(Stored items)

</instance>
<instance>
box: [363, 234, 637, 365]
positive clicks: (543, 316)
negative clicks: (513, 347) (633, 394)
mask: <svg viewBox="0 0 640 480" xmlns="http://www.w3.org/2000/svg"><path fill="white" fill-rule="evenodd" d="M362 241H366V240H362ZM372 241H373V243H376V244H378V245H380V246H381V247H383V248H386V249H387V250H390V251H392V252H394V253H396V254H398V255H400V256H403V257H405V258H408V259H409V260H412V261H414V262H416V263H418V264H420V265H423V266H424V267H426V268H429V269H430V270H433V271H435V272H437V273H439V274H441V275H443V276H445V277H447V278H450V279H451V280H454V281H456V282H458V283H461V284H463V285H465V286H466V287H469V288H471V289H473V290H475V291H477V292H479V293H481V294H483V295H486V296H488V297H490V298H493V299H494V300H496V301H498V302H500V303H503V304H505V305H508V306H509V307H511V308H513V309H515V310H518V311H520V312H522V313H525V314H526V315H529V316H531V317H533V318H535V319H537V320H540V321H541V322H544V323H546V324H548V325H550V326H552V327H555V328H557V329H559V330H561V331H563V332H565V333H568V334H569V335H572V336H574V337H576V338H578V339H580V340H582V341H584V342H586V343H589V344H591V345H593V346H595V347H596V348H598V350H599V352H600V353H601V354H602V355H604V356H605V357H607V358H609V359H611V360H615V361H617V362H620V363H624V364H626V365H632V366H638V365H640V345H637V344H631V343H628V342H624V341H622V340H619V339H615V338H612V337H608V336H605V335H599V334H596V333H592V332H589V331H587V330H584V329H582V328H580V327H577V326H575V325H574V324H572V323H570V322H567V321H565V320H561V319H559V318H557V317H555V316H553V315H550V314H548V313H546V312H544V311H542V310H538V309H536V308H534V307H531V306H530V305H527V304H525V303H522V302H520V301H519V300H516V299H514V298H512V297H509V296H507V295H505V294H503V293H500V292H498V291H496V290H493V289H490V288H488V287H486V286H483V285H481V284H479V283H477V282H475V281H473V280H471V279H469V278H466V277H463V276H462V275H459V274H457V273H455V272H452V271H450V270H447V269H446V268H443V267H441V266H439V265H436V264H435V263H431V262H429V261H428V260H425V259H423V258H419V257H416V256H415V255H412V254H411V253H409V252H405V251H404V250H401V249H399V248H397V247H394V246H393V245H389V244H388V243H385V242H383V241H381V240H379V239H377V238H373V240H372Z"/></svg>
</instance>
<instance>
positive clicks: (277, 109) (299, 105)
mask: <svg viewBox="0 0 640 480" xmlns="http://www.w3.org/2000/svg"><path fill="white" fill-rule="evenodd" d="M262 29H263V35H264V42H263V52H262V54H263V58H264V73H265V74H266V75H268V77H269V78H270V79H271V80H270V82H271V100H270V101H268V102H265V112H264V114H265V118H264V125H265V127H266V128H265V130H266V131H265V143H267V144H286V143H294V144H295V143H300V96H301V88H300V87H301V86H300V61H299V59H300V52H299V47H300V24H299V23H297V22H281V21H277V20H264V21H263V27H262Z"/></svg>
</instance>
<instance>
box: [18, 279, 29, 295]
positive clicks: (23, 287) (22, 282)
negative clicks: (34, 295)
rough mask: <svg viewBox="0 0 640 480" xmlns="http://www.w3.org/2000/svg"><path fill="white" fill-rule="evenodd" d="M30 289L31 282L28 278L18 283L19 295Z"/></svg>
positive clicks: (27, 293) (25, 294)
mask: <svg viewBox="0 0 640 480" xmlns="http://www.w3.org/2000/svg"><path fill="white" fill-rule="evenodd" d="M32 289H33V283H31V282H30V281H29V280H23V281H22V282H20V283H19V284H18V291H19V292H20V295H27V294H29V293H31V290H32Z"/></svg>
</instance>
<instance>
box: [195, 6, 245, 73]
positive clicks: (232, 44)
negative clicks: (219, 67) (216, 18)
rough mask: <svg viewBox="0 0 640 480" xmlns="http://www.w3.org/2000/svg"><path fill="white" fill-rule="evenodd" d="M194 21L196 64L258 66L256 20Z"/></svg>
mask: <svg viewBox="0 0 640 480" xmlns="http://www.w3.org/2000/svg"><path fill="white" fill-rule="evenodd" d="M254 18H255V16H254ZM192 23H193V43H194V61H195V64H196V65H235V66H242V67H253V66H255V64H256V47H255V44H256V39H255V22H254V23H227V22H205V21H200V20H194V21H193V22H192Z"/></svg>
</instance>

◆ **Work task**
Write out all the lines above again, substituting "excluded points" for every "negative clicks" and leaving everything else as it is.

◆ **The answer**
</instance>
<instance>
box: [363, 234, 637, 365]
positive clicks: (543, 316)
excluded points: (513, 347) (633, 394)
mask: <svg viewBox="0 0 640 480" xmlns="http://www.w3.org/2000/svg"><path fill="white" fill-rule="evenodd" d="M362 241H366V240H362ZM372 241H373V243H376V244H378V245H380V246H381V247H383V248H386V249H387V250H390V251H392V252H394V253H396V254H398V255H400V256H403V257H405V258H408V259H409V260H412V261H414V262H416V263H418V264H420V265H423V266H424V267H426V268H429V269H430V270H433V271H435V272H437V273H439V274H441V275H443V276H445V277H447V278H450V279H451V280H454V281H456V282H458V283H461V284H463V285H465V286H466V287H469V288H471V289H473V290H475V291H477V292H479V293H481V294H483V295H486V296H488V297H490V298H493V299H494V300H496V301H498V302H500V303H503V304H505V305H508V306H509V307H511V308H513V309H515V310H518V311H520V312H522V313H525V314H526V315H529V316H531V317H533V318H535V319H537V320H540V321H541V322H544V323H546V324H548V325H550V326H552V327H555V328H557V329H559V330H561V331H563V332H565V333H568V334H569V335H572V336H574V337H576V338H578V339H580V340H582V341H584V342H586V343H589V344H591V345H593V346H595V347H596V348H598V350H599V352H600V353H601V354H602V355H604V356H605V357H607V358H609V359H611V360H615V361H617V362H620V363H624V364H626V365H632V366H638V365H640V345H637V344H631V343H628V342H624V341H622V340H619V339H615V338H612V337H608V336H605V335H599V334H596V333H592V332H589V331H587V330H584V329H582V328H580V327H577V326H575V325H574V324H572V323H570V322H567V321H565V320H561V319H559V318H557V317H555V316H553V315H550V314H548V313H546V312H544V311H542V310H538V309H536V308H534V307H531V306H530V305H527V304H525V303H522V302H520V301H519V300H516V299H514V298H512V297H509V296H507V295H505V294H503V293H500V292H498V291H496V290H493V289H490V288H488V287H486V286H483V285H481V284H479V283H477V282H475V281H473V280H471V279H469V278H466V277H463V276H462V275H459V274H457V273H455V272H452V271H450V270H447V269H446V268H443V267H441V266H439V265H436V264H435V263H431V262H429V261H428V260H425V259H423V258H419V257H416V256H415V255H412V254H411V253H409V252H405V251H404V250H401V249H399V248H397V247H394V246H393V245H389V244H388V243H385V242H383V241H381V240H379V239H377V238H373V240H372Z"/></svg>
</instance>
<instance>
positive clicks: (277, 109) (299, 105)
mask: <svg viewBox="0 0 640 480" xmlns="http://www.w3.org/2000/svg"><path fill="white" fill-rule="evenodd" d="M262 29H263V35H264V42H263V52H262V54H263V58H264V73H265V74H266V75H268V77H269V78H270V79H271V80H270V82H271V100H270V101H268V102H265V112H264V114H265V118H264V125H265V127H266V128H265V130H266V131H265V143H267V144H286V143H294V144H295V143H300V96H301V88H300V87H301V86H300V61H299V59H300V52H299V47H300V24H299V23H297V22H281V21H277V20H264V21H263V27H262Z"/></svg>
</instance>
<instance>
box: [18, 279, 29, 295]
positive clicks: (23, 287) (22, 282)
excluded points: (34, 295)
rough mask: <svg viewBox="0 0 640 480" xmlns="http://www.w3.org/2000/svg"><path fill="white" fill-rule="evenodd" d="M30 289L31 282L28 278L18 283L19 295Z"/></svg>
positive clicks: (27, 293) (25, 294)
mask: <svg viewBox="0 0 640 480" xmlns="http://www.w3.org/2000/svg"><path fill="white" fill-rule="evenodd" d="M32 289H33V283H31V282H30V281H29V280H23V281H22V282H20V283H19V284H18V291H19V292H20V295H27V294H29V293H31V290H32Z"/></svg>
</instance>
<instance>
box: [195, 6, 245, 73]
positive clicks: (232, 44)
excluded points: (219, 67) (216, 18)
rough mask: <svg viewBox="0 0 640 480" xmlns="http://www.w3.org/2000/svg"><path fill="white" fill-rule="evenodd" d="M194 21L196 64L258 66L256 20Z"/></svg>
mask: <svg viewBox="0 0 640 480" xmlns="http://www.w3.org/2000/svg"><path fill="white" fill-rule="evenodd" d="M254 18H255V16H254ZM192 23H193V43H194V61H195V64H196V65H235V66H242V67H253V66H255V64H256V47H255V44H256V39H255V22H254V23H227V22H205V21H200V20H194V21H193V22H192Z"/></svg>
</instance>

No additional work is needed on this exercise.